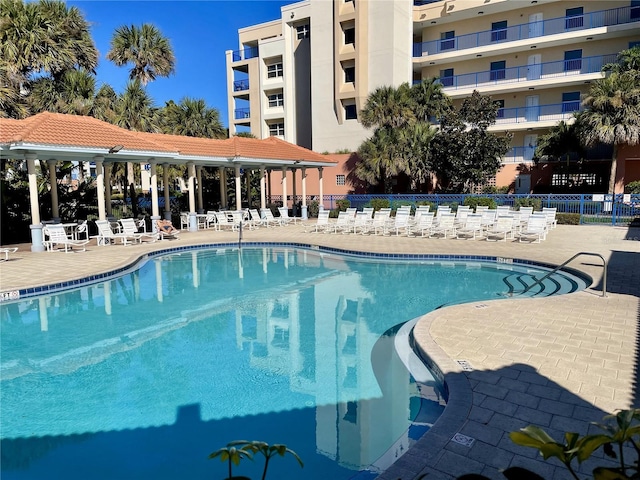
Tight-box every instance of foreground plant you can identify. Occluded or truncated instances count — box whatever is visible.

====

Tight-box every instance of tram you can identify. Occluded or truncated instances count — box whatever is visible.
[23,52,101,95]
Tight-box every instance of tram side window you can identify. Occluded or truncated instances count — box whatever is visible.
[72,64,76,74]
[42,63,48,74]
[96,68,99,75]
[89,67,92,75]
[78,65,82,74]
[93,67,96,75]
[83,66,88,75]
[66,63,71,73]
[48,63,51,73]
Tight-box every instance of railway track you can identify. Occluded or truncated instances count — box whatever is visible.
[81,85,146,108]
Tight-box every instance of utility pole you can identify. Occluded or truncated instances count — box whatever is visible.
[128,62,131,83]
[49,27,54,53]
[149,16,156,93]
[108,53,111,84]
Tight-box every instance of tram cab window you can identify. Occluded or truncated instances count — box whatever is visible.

====

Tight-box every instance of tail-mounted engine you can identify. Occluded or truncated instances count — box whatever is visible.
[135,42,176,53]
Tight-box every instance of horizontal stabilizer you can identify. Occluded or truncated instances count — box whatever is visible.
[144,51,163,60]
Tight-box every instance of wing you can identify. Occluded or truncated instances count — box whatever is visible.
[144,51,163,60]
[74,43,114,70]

====

In the material, take the stretch from the line containing "Tight-box every instance of railway" through the line containing "[81,85,146,108]" and write it out again with "railway track" swapped for "rail line", leaving everything else unchanged.

Tight-box every instance of rail line you can identify. Occluded or truncated instances count — box whatever is visible.
[81,85,146,108]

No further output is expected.